■ **Excerpted text**
——
A highly evolved, orange-red giant star, Aldebaran A
is still much smaller than the red supergiant
Betelgeuse,
at left. (See a Digitized Sky Survey
image
of Aldebaran A from the
Nearby
Stars Database.)
System Summary
Aldebaran, or Alpha Tauri, is a binary star system located around 65.1 light-years (ly) from Sol. The star lies in the central part (4:35:55.2+16:30:33.5 for Star A and 4:35:57.0+16:30:22 for Star B, ICRS 2000.0) of Constellation Taurus (see chart and photo), the Bull -- northwest of Constellation Orion and on the left or eastern tip of the Hyades star cluster. Its proper name, Aldebaran, is derived from the Arabic "Al Dabaran" for the Follower because the star appears to track the night time movement of the Pleiades ("Seven Sisters") star cluster. This first magnitude star is the 13th brightest in Earth's night sky. According to Robert Burnham, Jr. (1931-93), Aldebaran A exhibits an annual proper motion of 0.21" around PA 160° with an radial velocity of about 33 miles (53 km) per second in recession. The system is a member of the Hyades group.
In 1997, a team of astronomers announced the tentative discovery of a giant planet companion "b" to Aldebaran A (more details below). The discovery has yet to be confirmed, and some astronomers suspect that the radial velocity variations may actually reflect a long-term oscillation in Star A itself. (See an animation of the orbit of this possible substellar object around Aldebaran, with a table of basic orbital and physical characteristics.)
Aldebaran A is a orange-red giant star of spectral and luminosity type K5 III. The star may have a mass between one and 2.5 of Sol's (Hatzes and Cocharn, 1993) but around 40 to 52 times its diameter -- extending halfway to the planet Mercury in the Solar System so that it would be 20 degrees across in Earth's skies. According to the Yale Bright Star Catalogue, 1991 5th Revised Edition notes entry for HR 1457, two determinations of diameter were estimated (0.022" and 0.0237"), and Magnesium-II emissions indicate a cooler shell of gas and dust surrounding Star A (with an infrared emission determination of the envelope diameter to be 10"). It also has around 150 times Sol's luminosity (based on a Johnson Vmag of 0.87 at a HIPPARCOS distance estimate of 65.12 ly), but this may increase to around 170 times Sol's. Aldebaran A is estimated to have between 47 to 100 percent as enriched than Sol with elements heavier than hydrogen ("metallicity") based on its abundance of iron (Cayrel de Strobel et al, 1991, page 282). Before the star evolved out of the main sequence, it may have been a spectral type A dwarf (Hatzes and Cochran, 1993).
NASA
Observatorium
See a discussion of
the
"main
sequence"
as part of
stellar
evolution and death.
Aldebaran A is believed to have evolved into helium-burning "clump" giant. Given that its surrounding shell of gas and dust contains the higher element Magnesium, the star may have already shed a substantial share of its mass after progressing up the giant branch farther than, say, Pollux. According to the SIMBAD Astronomical Database, Aldebaran A is a slow irregular, pulsating variable star that fluctuates by only two-tenths of a magnitude, which is not very perceptible by Humans with the naked eye (more discussion at: Wasatonic and Guinan, 1997). It has been designated in the Catalogue of Suspected Variable stars as CSV 6116. Useful catalogue numbers and designations for the star include: Alp or Alf Tau A, 87 Tau A, HR 1457*, Gl 171.1 A, GJ 9159 A, Hip 21421, HD 29139, BD+16 629 A, SAO 94027, FK5 168, Wo 9159 A, LTT 11462, and ADS 3321 A.
——
■ **What is asked**
Continue the passage on the Aldebaran star system from the point where it ends.

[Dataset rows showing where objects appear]
——
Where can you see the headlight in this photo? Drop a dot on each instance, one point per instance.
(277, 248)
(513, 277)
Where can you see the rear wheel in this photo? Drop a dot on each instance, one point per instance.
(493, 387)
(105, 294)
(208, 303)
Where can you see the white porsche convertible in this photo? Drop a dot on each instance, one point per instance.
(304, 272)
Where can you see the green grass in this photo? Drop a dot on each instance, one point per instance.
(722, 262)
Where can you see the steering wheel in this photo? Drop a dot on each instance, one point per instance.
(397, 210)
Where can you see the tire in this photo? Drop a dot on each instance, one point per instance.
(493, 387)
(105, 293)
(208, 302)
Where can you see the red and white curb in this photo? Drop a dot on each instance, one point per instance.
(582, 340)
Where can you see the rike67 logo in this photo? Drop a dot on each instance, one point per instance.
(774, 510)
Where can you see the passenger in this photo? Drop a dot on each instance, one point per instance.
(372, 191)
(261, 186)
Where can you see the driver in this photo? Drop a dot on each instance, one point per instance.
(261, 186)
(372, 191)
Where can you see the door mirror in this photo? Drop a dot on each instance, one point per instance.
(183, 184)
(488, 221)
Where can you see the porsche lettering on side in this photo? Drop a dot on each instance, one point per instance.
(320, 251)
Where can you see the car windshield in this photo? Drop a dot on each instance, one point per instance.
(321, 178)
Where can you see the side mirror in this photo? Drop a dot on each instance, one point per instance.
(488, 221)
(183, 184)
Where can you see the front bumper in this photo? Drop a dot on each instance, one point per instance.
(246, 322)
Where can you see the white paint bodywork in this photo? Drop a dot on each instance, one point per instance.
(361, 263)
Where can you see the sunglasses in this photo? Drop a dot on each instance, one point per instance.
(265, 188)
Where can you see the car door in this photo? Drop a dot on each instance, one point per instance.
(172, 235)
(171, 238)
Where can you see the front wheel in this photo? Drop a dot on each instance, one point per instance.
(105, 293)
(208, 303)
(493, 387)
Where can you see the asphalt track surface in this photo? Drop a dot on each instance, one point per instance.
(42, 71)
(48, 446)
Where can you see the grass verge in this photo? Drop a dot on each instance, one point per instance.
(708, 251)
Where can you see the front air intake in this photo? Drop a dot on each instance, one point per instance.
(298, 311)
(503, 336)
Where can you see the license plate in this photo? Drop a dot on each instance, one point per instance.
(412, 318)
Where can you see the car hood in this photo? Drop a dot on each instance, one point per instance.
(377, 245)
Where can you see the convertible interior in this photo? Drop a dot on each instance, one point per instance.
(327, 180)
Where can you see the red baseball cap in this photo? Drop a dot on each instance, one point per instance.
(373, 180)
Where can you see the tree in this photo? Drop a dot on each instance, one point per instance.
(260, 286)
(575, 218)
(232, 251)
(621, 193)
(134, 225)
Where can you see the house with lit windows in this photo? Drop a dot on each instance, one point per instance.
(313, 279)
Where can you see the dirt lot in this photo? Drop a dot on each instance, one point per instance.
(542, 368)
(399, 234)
——
■ **Reply to the task**
Aldebaran has a relatively distant, red dwarf companion B that is currently separated by about 607 AUs (semi-major axis of 30.4" at 65.1 ly). There is also an optical binary companion system of K5 and M2 dwarf/subdwarf stars -- at about 122", according to the Yale Bright Star Catalogue, 1991 5th Revised Edition notes entry for HR 1457 -- that were once referred to as Stars "C" and "D." The stars in this system are separated by around 34 AUs, and they have a combined visual luminosity of about 1.1 percent of Sol's (Kyle M. Cudworth, 1985; and R.F. Griffin, 1985).
NASA
Observatorium
See a discussion of
"core
helium burning"
as part of
stellar
evolution and death.
As a star that has evolved out of the "main sequence," Aldebaran A has fully shifted from the fusion of hydrogen to helium at its core to the fusion of helium to carbon and oxygen, with trace activity of other nuclear processes. This helium-burning, orange-red giant stage is relatively brief, lasting tens to hundreds of million years (e.g., lasting around 700 million years for a star of one Solar mass).
Eventually, the star will lose much of its current mass, from an intensified stellar wind that eventually puffs out its outer gas envelopes of hydrogen and helium (and lesser amounts of higher elements such as carbon and oxygen) into interstellar space as a planetary nebula. The result will be a planet-sized, white dwarf core that gradually cools and fades in brightness from the shutdown of thermonuclear fusion. (Nearby white dwarfs include solitary Van Maanen's Star and the dim companions of Sirius, Procyon, and 40 (Omicron2) Eridani.)
H. Bond (STSci),
R. Ciardullo (PSU), WFPC2, HST, NASA
-- larger image
(White dwarfs are remnant stellar cores that have cast off their
outer gas
layers, like planetary nebula
NGC
2440.)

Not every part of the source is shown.